Your objective. Where a line holds the word "knob", copy that line from the data below.

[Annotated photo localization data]

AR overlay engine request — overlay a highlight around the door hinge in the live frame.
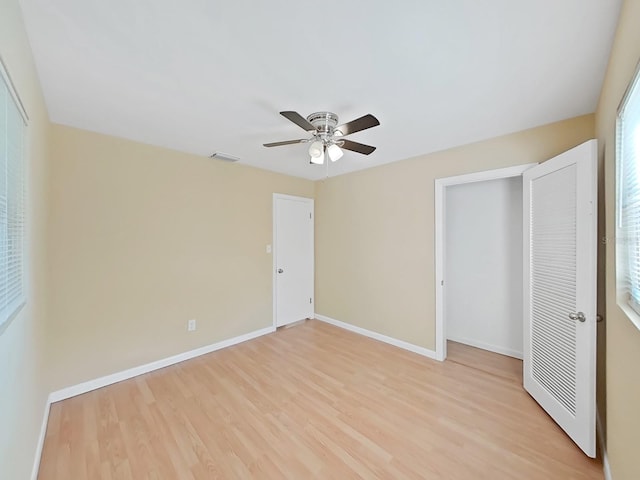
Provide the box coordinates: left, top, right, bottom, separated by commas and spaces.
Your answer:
309, 212, 312, 219
310, 297, 312, 304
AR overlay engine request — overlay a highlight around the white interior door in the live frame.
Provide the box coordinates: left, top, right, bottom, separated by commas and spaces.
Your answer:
522, 139, 597, 457
274, 194, 314, 327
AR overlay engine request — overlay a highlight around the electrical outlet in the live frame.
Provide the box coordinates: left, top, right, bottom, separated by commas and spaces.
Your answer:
188, 319, 197, 332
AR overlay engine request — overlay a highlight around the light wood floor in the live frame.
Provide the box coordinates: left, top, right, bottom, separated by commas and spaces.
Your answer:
38, 320, 603, 479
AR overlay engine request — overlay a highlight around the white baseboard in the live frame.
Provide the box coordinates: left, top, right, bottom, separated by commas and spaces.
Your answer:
446, 334, 523, 360
597, 411, 612, 480
49, 325, 275, 403
30, 397, 51, 480
314, 314, 437, 360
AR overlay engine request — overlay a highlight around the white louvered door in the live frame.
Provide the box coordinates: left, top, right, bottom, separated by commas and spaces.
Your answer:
522, 140, 597, 458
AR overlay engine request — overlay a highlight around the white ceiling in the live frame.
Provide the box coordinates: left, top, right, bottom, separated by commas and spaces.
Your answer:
20, 0, 621, 180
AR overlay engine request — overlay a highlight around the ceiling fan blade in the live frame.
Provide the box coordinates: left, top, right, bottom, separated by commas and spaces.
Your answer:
339, 139, 376, 155
335, 114, 380, 136
280, 111, 316, 132
263, 139, 308, 147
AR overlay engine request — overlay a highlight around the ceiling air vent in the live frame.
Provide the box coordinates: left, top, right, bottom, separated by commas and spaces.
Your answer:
209, 152, 240, 162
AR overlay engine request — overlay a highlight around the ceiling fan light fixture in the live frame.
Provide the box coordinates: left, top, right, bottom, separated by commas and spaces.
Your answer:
308, 140, 323, 158
327, 143, 343, 162
310, 151, 324, 165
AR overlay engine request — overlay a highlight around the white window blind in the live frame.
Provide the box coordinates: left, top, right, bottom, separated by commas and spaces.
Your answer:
0, 61, 26, 330
616, 62, 640, 330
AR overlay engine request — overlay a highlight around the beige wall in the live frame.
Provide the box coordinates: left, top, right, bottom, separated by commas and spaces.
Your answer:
315, 115, 594, 349
0, 0, 51, 478
47, 125, 313, 391
595, 0, 640, 478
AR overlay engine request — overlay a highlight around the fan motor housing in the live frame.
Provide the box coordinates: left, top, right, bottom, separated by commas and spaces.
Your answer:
307, 112, 339, 134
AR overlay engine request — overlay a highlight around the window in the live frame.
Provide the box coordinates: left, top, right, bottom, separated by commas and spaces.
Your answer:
0, 59, 27, 331
616, 61, 640, 330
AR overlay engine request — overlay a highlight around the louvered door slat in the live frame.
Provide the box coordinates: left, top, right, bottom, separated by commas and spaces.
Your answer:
530, 164, 578, 417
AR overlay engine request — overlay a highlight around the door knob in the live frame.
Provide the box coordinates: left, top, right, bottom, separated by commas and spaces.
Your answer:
277, 268, 284, 273
568, 312, 586, 322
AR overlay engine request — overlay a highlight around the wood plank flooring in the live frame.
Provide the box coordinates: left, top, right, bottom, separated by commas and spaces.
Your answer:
38, 320, 603, 479
446, 340, 523, 383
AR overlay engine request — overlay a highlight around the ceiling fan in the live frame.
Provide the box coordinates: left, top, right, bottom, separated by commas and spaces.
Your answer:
263, 111, 380, 164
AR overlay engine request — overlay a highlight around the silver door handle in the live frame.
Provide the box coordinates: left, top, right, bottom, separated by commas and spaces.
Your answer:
277, 268, 284, 273
568, 312, 586, 322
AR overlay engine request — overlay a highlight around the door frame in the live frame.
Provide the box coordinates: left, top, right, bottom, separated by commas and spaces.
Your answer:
434, 163, 537, 361
272, 193, 314, 328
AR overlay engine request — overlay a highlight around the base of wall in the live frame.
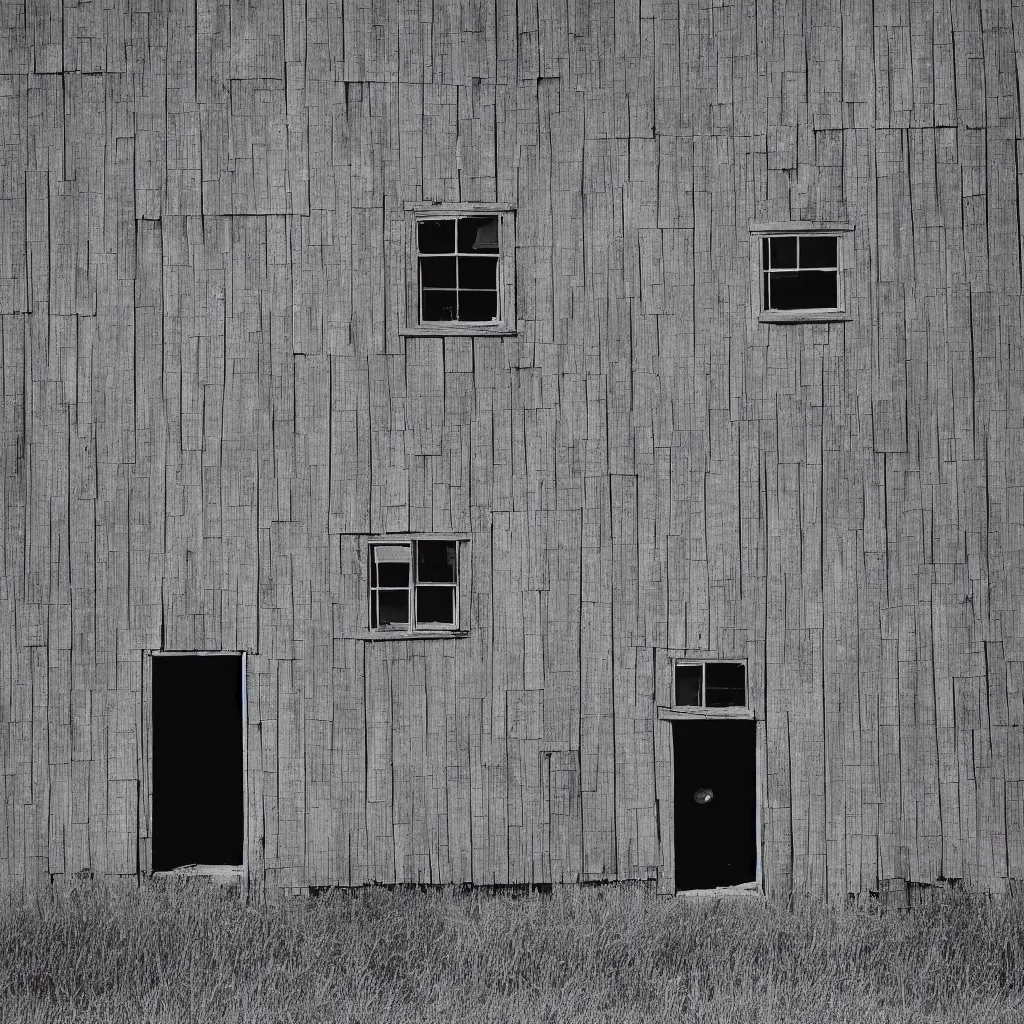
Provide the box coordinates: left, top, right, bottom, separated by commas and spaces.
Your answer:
673, 880, 762, 900
151, 864, 242, 886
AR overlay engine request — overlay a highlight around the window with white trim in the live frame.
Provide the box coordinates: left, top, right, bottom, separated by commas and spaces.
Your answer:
750, 223, 853, 323
402, 206, 516, 335
761, 235, 839, 311
368, 539, 460, 631
674, 661, 746, 708
418, 216, 500, 324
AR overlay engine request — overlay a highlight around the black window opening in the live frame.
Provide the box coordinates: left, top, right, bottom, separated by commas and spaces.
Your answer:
369, 539, 460, 631
152, 655, 243, 872
674, 661, 746, 708
418, 217, 500, 324
761, 235, 839, 311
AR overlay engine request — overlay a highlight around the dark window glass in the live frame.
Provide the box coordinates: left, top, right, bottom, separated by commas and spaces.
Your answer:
421, 256, 456, 289
767, 271, 802, 309
418, 541, 457, 583
675, 664, 702, 706
799, 235, 837, 268
418, 220, 455, 254
416, 586, 455, 626
769, 270, 837, 310
703, 663, 746, 707
799, 270, 837, 307
422, 290, 458, 321
458, 290, 498, 322
458, 256, 498, 290
458, 216, 499, 253
761, 237, 769, 268
768, 236, 797, 269
376, 562, 409, 588
377, 590, 410, 627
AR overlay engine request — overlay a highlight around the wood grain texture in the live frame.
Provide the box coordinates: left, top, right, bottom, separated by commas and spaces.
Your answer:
0, 0, 1022, 900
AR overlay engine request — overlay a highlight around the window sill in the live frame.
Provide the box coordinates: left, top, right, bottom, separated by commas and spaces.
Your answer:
356, 630, 469, 641
657, 706, 754, 721
675, 881, 762, 899
152, 865, 242, 884
400, 324, 518, 337
758, 310, 852, 324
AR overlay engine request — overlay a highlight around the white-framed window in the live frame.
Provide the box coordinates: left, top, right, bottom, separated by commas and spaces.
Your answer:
749, 223, 853, 323
674, 661, 746, 708
368, 538, 461, 632
762, 235, 839, 310
402, 204, 516, 335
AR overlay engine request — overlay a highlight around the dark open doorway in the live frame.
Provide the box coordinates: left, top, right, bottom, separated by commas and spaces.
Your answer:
152, 654, 243, 872
673, 720, 756, 890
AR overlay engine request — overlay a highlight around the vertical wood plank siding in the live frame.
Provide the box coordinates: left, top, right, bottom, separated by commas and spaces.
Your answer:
1, 0, 1022, 899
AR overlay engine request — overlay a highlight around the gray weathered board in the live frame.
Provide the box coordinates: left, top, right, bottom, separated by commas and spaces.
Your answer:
0, 0, 1022, 902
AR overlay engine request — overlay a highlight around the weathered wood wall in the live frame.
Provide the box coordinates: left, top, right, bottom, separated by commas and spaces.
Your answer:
1, 0, 1023, 899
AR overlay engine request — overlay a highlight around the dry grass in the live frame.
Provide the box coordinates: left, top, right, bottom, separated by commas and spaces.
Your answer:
0, 880, 1021, 1023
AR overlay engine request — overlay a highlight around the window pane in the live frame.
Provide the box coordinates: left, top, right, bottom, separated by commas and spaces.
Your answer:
372, 544, 410, 587
763, 272, 771, 309
766, 271, 799, 309
422, 289, 458, 321
417, 540, 457, 583
767, 269, 837, 310
768, 236, 797, 269
675, 664, 702, 706
457, 290, 498, 322
418, 220, 455, 254
376, 563, 409, 587
457, 216, 499, 253
799, 235, 837, 269
416, 585, 455, 626
458, 255, 498, 290
420, 256, 456, 289
378, 589, 410, 627
703, 662, 746, 707
761, 237, 769, 268
801, 269, 838, 307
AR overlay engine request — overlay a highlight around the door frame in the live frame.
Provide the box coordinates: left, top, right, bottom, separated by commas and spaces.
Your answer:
143, 650, 247, 881
653, 650, 763, 895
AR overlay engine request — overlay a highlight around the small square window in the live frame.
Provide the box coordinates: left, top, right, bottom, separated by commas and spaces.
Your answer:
761, 235, 839, 311
403, 206, 516, 335
674, 662, 746, 708
368, 539, 461, 632
750, 223, 853, 323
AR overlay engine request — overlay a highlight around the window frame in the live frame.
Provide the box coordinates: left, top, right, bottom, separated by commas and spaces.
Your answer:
659, 659, 752, 721
366, 535, 468, 637
749, 222, 854, 323
402, 203, 517, 336
673, 660, 747, 708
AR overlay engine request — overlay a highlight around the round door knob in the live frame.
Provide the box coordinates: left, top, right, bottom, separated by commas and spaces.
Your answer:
693, 787, 714, 805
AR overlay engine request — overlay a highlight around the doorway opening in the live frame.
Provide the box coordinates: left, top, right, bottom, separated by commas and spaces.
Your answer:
673, 719, 756, 891
152, 654, 243, 872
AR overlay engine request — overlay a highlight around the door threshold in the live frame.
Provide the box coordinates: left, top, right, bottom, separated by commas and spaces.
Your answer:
674, 881, 761, 899
153, 864, 243, 884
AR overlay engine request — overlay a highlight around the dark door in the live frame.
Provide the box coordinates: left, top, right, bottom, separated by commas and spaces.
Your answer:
673, 720, 756, 890
152, 655, 243, 871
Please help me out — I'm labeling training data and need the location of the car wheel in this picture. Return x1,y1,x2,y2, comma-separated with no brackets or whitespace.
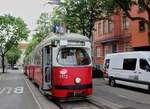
109,78,116,87
148,85,150,94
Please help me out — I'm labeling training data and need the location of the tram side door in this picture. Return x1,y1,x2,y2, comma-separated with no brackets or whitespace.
42,46,52,90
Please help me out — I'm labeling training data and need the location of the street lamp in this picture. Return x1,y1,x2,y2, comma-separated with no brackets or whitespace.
44,0,60,6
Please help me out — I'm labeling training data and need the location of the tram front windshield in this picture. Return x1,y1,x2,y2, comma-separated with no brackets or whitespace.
57,48,91,66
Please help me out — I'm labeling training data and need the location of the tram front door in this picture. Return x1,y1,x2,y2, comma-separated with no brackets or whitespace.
42,46,52,90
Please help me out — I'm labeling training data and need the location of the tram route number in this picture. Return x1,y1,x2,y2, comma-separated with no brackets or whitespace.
0,87,24,95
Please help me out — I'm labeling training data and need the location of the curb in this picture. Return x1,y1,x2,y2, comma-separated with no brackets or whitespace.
25,78,59,109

Result.
AR overlay engine request — overlay a highlight around the door knob in the live frame.
AR overlay engine request — overlay a highlight around the round door knob in the live frame.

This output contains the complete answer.